▸ **Data to process**:
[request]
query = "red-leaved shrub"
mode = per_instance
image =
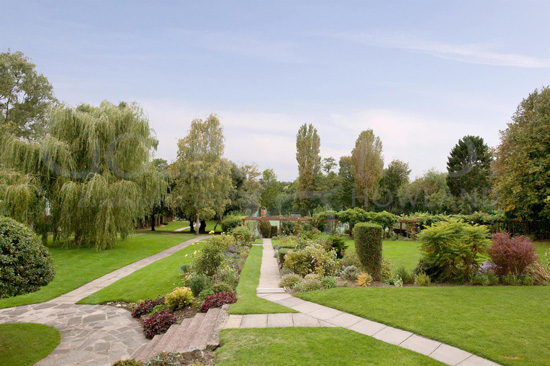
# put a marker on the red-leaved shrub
(217, 300)
(158, 323)
(146, 306)
(511, 254)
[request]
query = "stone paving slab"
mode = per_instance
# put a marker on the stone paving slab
(449, 355)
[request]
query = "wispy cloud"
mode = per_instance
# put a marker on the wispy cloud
(485, 54)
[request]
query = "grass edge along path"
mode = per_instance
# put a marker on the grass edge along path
(76, 267)
(310, 346)
(247, 301)
(156, 279)
(505, 324)
(24, 344)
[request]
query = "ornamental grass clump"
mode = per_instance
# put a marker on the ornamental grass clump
(512, 254)
(364, 279)
(179, 298)
(368, 244)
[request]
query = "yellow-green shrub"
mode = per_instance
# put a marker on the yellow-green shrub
(179, 298)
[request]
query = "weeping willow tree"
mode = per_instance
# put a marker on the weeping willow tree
(203, 176)
(89, 180)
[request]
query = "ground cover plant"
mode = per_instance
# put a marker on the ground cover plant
(247, 301)
(310, 346)
(76, 267)
(24, 344)
(504, 324)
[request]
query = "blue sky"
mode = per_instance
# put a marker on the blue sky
(421, 74)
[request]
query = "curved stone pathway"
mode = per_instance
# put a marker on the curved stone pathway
(91, 335)
(315, 315)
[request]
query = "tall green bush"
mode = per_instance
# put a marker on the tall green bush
(368, 244)
(453, 248)
(25, 264)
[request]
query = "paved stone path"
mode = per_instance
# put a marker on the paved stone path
(91, 335)
(312, 315)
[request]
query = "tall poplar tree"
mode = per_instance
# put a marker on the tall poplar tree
(204, 176)
(367, 164)
(89, 180)
(309, 164)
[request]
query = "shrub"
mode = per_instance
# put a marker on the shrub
(368, 244)
(480, 279)
(510, 279)
(158, 323)
(291, 281)
(385, 270)
(310, 285)
(186, 268)
(350, 259)
(198, 284)
(230, 222)
(312, 259)
(218, 300)
(179, 298)
(329, 282)
(338, 244)
(222, 287)
(25, 264)
(350, 273)
(364, 279)
(452, 249)
(405, 275)
(265, 229)
(397, 281)
(422, 279)
(492, 278)
(208, 259)
(528, 280)
(128, 363)
(511, 255)
(146, 306)
(242, 234)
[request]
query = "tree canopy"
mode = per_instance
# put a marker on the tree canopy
(203, 176)
(523, 160)
(25, 97)
(367, 164)
(90, 178)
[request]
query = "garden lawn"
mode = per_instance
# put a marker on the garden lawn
(507, 324)
(310, 346)
(24, 344)
(78, 266)
(247, 301)
(158, 278)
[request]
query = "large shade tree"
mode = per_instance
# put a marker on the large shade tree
(367, 164)
(523, 160)
(203, 175)
(89, 180)
(25, 97)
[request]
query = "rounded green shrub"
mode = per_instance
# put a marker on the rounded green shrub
(368, 244)
(25, 264)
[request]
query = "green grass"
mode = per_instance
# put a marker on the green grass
(509, 325)
(248, 302)
(25, 344)
(310, 346)
(76, 267)
(156, 279)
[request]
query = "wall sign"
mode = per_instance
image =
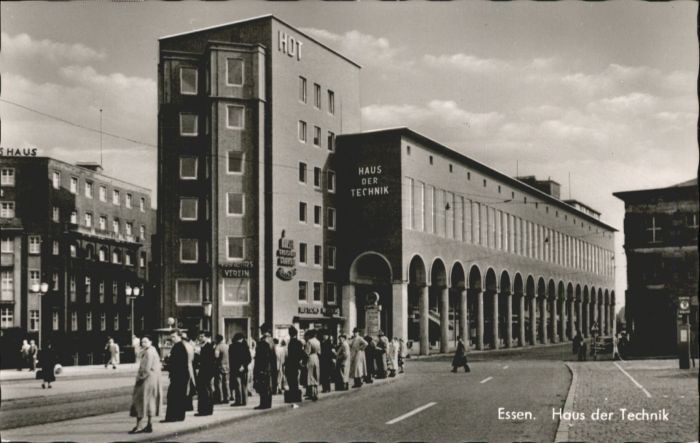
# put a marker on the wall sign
(370, 182)
(286, 258)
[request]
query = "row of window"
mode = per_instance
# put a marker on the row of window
(303, 95)
(450, 215)
(88, 192)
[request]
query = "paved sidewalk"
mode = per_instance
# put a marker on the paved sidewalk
(652, 386)
(115, 427)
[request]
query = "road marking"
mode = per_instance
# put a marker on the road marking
(633, 380)
(413, 412)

▸ **Prompt**:
Write out the whole listing exactly. Do not include the pictures.

▸ **Your response**:
[request]
query = "red-leaved shrub"
mode = per_instance
image =
# put a marker on the red-leaved shrub
(217, 300)
(158, 323)
(146, 306)
(511, 254)
[request]
query = "stone paving slab"
mode = per_instance
# put a marker on the stone paving slab
(449, 355)
[request]
query = "wispy cloud"
mode = per_instance
# put a marker on the wispy cloud
(485, 54)
[request]
query = "grass edge along path"
mode = per_instance
# put a marker on the grass edge along path
(76, 267)
(310, 346)
(247, 301)
(156, 279)
(505, 324)
(24, 344)
[request]
query = "ornamental grass clump"
mode = per_instance
# put a marker on the ornamental grass clump
(512, 254)
(364, 279)
(179, 298)
(368, 244)
[request]
query = "yellow-green shrub"
mode = per_instance
# put a marker on the yellow-green shrub
(179, 298)
[request]
query = "weeping willow tree"
mode = per_instance
# put a marker on the weeping willow tree
(203, 176)
(89, 180)
[request]
query = "ground cover plant"
mode = per_instance
# put a marker on the ground cover plant
(247, 301)
(310, 346)
(76, 267)
(24, 344)
(504, 324)
[request]
query = "blue sky"
mode = per_instance
# put a marker on the blue sky
(421, 74)
[request]
query = "curved stone pathway"
mode = per_instance
# put a marker on the curved stone pathway
(91, 335)
(315, 315)
[request]
query = "tall green bush"
mode = per_instance
# put a marker on the tall green bush
(368, 244)
(453, 248)
(25, 264)
[request]
query = "paved stone path"
mode = per_instance
# put a marker on the paved stone path
(91, 335)
(312, 315)
[request]
query = "tall poplar tree"
mode = per_instance
# put a marker on the tall poplar tree
(204, 176)
(367, 164)
(89, 180)
(309, 164)
[request]
query = "shrub"
mode = per_instance
# put a marker on the shrub
(368, 244)
(480, 279)
(510, 279)
(158, 323)
(291, 281)
(385, 270)
(310, 285)
(186, 268)
(350, 259)
(198, 284)
(230, 222)
(312, 259)
(218, 300)
(179, 298)
(329, 282)
(338, 244)
(222, 287)
(25, 264)
(350, 273)
(364, 279)
(452, 249)
(405, 275)
(265, 229)
(397, 281)
(422, 279)
(492, 278)
(208, 259)
(528, 280)
(128, 363)
(511, 255)
(146, 306)
(242, 234)
[request]
query = "tree canopy"
mode = per_instance
# put a marker on the tree canopy
(203, 176)
(523, 160)
(25, 97)
(367, 164)
(90, 178)
[request]
query = "garden lawn"
mode = per_instance
# put a marker on the garden lawn
(507, 324)
(310, 346)
(24, 344)
(78, 266)
(247, 301)
(158, 278)
[request]
query = "large shade tree"
mode = per_instance
# put a marker on the large shade tree
(367, 164)
(523, 160)
(203, 175)
(89, 180)
(25, 97)
[request]
query = "rounded green shrub"
mode = per_instance
# put a marker on the rounded green shrub
(368, 244)
(25, 264)
[request]
query = "green grass"
mode = per_instance
# put a marker on the green grass
(509, 325)
(248, 302)
(25, 344)
(310, 346)
(76, 267)
(156, 279)
[request]
query = "wall sign"
mode = per_instance
image =
# put a marker on the wall sign
(370, 182)
(286, 258)
[request]
query = "row of window"
mode = per_instance
# put a marker on the row of window
(303, 95)
(450, 215)
(88, 192)
[request]
query = "paved sidewalk"
mode = per_instance
# put a marker on the paved sidewalk
(652, 386)
(115, 427)
[request]
query = "road marking"
mode = per_instance
# put a marker on the road marking
(633, 380)
(413, 412)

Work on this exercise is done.